Seçilmiş alıntı ::
----------------------------------------

Mega projelerin fizibilitelerindeki özensizlikler

     Kamu-Özel İşbirliği (KÖİ) modeli içerisinde bir takım sorunları da içeren bir yöntemdir. Çünkü geleceğin belirsizliğinde yazılan karmaşık ve uzun süreli KÖİ sözleşmelerini yazmak kolay değildir. Bu nedenle proje hazırlık aşamasında olası KÖİ yöntemleri ve geleneksel tedarik ile karşılaştırılmalı ve kamu hizmeti en verimli yöntemle gördürülmelidir.

     Bu yazıda Türkiye'de bu fizibilitelerin nasıl yapıldığını ele alacağım.

     Mevzuat
     Aslında KÖİ projesi geliştiren bütün kurumlar hukuken bu tür bir fizibilite çalışması yapmalıdır. Şehir hastanelerine ve Yap-İşlet-devret yöntemine ilişkin mevzuatın bu konudaki düzenlemesi çok açıktır ilgili bakanlıkların ön fizibilite raporu hazırlamaları istenilmektedir. Bu raporlarda önerilen projelerin teknik, finansal, ekonomik, çevresel, sosyal ve hukuki açıdan yapılabilirliği analiz edilmelidir. Kullanım bedeli, hizmet bedeli ve garantiler de dâhil olmak üzere riskler analiz edilmeli ve optimal bir risk paylaşım mekanizması kurulmalıdır. Sonuçta yatırımın geleneksel tedarik yöntemleri yerine kamu özel iş birliği modeli ile hayata geçirilmesinin gerekçesi karşılaştırmalı olarak ortaya konulmalıdır.

----------------------------------------

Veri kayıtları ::

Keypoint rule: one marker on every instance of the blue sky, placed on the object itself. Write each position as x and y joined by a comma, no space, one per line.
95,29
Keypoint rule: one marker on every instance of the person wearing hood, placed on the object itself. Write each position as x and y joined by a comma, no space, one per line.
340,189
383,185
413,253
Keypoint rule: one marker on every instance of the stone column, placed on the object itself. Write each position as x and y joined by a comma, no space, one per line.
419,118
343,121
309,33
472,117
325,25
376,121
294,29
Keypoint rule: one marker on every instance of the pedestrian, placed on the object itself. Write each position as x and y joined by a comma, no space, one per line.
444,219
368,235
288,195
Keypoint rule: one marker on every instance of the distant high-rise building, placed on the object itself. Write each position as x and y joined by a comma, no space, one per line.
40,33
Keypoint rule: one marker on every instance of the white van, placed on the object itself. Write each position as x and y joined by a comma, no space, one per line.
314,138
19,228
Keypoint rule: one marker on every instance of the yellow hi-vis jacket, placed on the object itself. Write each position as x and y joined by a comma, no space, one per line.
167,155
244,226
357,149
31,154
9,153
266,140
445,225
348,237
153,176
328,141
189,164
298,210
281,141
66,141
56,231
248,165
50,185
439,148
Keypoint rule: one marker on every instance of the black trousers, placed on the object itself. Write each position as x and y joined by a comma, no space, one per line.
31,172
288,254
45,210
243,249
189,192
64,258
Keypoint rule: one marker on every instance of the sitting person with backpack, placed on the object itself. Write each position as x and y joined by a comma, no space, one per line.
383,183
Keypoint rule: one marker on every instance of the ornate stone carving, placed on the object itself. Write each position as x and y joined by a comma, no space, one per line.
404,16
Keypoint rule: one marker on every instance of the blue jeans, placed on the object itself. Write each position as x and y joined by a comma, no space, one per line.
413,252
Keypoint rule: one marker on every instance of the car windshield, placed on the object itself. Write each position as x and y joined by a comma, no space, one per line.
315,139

----------------------------------------

Gereksinimler :: Lütfen yukarıdaki, mega projelerin fizibilitelerine dair metni başından sonuna kadar hiçbir değişiklik yapmadan tekrarla.

Beklenen yanıt ::
Mega projelerin fizibilitelerindeki özensizlikler

     Kamu-Özel İşbirliği (KÖİ) modeli içerisinde bir takım sorunları da içeren bir yöntemdir. Çünkü geleceğin belirsizliğinde yazılan karmaşık ve uzun süreli KÖİ sözleşmelerini yazmak kolay değildir. Bu nedenle proje hazırlık aşamasında olası KÖİ yöntemleri ve geleneksel tedarik ile karşılaştırılmalı ve kamu hizmeti en verimli yöntemle gördürülmelidir.

     Bu yazıda Türkiye'de bu fizibilitelerin nasıl yapıldığını ele alacağım.

     Mevzuat
     Aslında KÖİ projesi geliştiren bütün kurumlar hukuken bu tür bir fizibilite çalışması yapmalıdır. Şehir hastanelerine ve Yap-İşlet-devret yöntemine ilişkin mevzuatın bu konudaki düzenlemesi çok açıktır ilgili bakanlıkların ön fizibilite raporu hazırlamaları istenilmektedir. Bu raporlarda önerilen projelerin teknik, finansal, ekonomik, çevresel, sosyal ve hukuki açıdan yapılabilirliği analiz edilmelidir. Kullanım bedeli, hizmet bedeli ve garantiler de dâhil olmak üzere riskler analiz edilmeli ve optimal bir risk paylaşım mekanizması kurulmalıdır. Sonuçta yatırımın geleneksel tedarik yöntemleri yerine kamu özel iş birliği modeli ile hayata geçirilmesinin gerekçesi karşılaştırmalı olarak ortaya konulmalıdır.